— AIM 1 —
Rewrite the part of the entries that opens with the line containing "Target: eyeglasses" and closes with the end of the entries, with every "face mask" changed to "face covering" and nothing else altered.

— PASSAGE TO READ —
A sexy, riveting psychological thriller about a young man with an unknowable past who lands in a small town, seduces a man's wife and steals his beloved dog. Nat Banyon is young, handsome and slightly... This description may be from another edition of this product.

Customer Reviews

5 ratings

Intense, with a capital I

A highly riveting, frightening read. The people in this book are so real and multilayered that I had the glancing-over-my-shoulder feeling reading about them that I had, without being aware of it, often crossed paths with them in many corners of America. The emotions and tensions within each of them is palpable. And the story's plot evolves so subtle(ly), and so within the context of the underlying story, that it's final mind-bending conclusion is both impossible to foresee and, in retrospect, clear as a bell. And what a rich, fertile, complex world somewhere (or maybe anywhere is the point) in rural mid-America this all happens in. What a skillful piece of work. I agree with the earlier reviewer who said that Jones is a one of a kind (it's hard to know who to compare him to completely uncompromising writer whose work has to now mysteriously remained beneath the commercial radar. This is the third of his novels I have read. Though each one is much different from the others, they all left me with the same from the gut, powerful and lasting impression. I strongly recommend this book and this writer to anyone who likes both a great story and great writing.

— THE RECORDS —
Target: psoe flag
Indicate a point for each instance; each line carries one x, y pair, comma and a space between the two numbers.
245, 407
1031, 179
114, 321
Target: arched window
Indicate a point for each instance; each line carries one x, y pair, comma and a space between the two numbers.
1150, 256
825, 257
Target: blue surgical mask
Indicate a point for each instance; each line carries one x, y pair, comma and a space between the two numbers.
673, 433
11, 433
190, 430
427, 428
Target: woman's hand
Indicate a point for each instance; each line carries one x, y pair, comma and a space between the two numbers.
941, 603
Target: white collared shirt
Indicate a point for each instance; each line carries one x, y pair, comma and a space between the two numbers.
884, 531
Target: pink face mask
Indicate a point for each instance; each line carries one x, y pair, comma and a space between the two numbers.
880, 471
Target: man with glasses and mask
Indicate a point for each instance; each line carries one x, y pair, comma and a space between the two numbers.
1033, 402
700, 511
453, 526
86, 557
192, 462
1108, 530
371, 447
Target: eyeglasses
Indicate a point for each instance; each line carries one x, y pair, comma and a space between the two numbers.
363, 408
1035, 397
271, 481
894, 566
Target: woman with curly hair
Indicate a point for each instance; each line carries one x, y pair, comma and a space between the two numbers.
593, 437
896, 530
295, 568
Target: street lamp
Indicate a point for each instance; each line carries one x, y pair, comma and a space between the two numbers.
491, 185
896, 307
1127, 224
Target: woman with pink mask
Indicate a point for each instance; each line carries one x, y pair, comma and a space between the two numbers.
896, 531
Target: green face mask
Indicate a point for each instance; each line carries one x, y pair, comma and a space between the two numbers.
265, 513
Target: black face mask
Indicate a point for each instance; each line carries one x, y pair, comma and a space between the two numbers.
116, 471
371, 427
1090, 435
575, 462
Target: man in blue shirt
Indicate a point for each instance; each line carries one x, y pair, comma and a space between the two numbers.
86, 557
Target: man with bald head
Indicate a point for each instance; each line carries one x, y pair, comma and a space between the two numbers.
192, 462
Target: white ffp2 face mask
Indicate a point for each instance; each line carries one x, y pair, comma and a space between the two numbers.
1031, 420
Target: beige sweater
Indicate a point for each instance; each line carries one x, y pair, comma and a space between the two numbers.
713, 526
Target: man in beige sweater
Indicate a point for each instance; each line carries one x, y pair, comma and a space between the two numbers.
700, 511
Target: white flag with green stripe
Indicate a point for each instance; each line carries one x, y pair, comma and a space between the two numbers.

— AIM 2 —
From the book review, write out word for word the part that opens with the words "A sexy, riveting" and closes with "of this product.".

— FINISHED ANSWER 1 —
Target: eyeglasses
Indicate a point for each instance; each line carries one x, y pair, comma and a space between the two numbers.
363, 408
1035, 397
271, 481
894, 566
Target: woman with curly hair
Indicate a point for each instance; each line carries one x, y pair, comma and a space between the two numbers.
593, 437
896, 530
295, 568
Target: street lamp
Indicate a point for each instance; each line carries one x, y pair, comma and a space between the two numbers.
491, 185
896, 307
1127, 224
Target: woman with pink mask
Indicate a point for each instance; each line carries one x, y pair, comma and a space between the two numbers.
896, 531
Target: green face covering
Indicate a point for each instance; each line carries one x, y pair, comma and a space between the two numbers.
265, 513
Target: black face covering
Indicate a point for each instance; each line carries one x, y pair, comma and a space between the two numbers.
116, 471
371, 427
1090, 435
575, 462
Target: man in blue shirt
Indicate a point for each instance; each line carries one x, y pair, comma and a space between the two numbers.
86, 557
Target: man with bald head
Indicate a point for each instance; each line carries one x, y pair, comma and a space between the two numbers.
192, 462
Target: white ffp2 face covering
Indicate a point for each instance; each line carries one x, y pair, comma and a space between the two numbers.
1031, 420
Target: beige sweater
Indicate a point for each instance; each line carries one x, y pair, comma and a space between the two numbers.
713, 526
Target: man in beige sweater
Indicate a point for each instance; each line carries one x, y pair, comma and a space between the two numbers.
700, 511
Target: white flag with green stripe
Indicate a point for each instance; each line carries one x, y pair, comma and a space between the two numbers.

— FINISHED ANSWER 2 —
A sexy, riveting psychological thriller about a young man with an unknowable past who lands in a small town, seduces a man's wife and steals his beloved dog. Nat Banyon is young, handsome and slightly... This description may be from another edition of this product.